**GOAL OF THE EXERCISE:** Please quote all of the material below, line for line and without any change.

**SOURCE MATERIAL:**

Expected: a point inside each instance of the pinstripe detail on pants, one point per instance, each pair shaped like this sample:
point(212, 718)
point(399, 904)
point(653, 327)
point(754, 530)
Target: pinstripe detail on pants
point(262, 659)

**FINAL RESULT:**
Expected: a point inside each instance of the pinstripe detail on pants, one point per instance, each pair shaped like this sample:
point(212, 718)
point(399, 904)
point(653, 327)
point(754, 530)
Target: pinstripe detail on pants
point(262, 659)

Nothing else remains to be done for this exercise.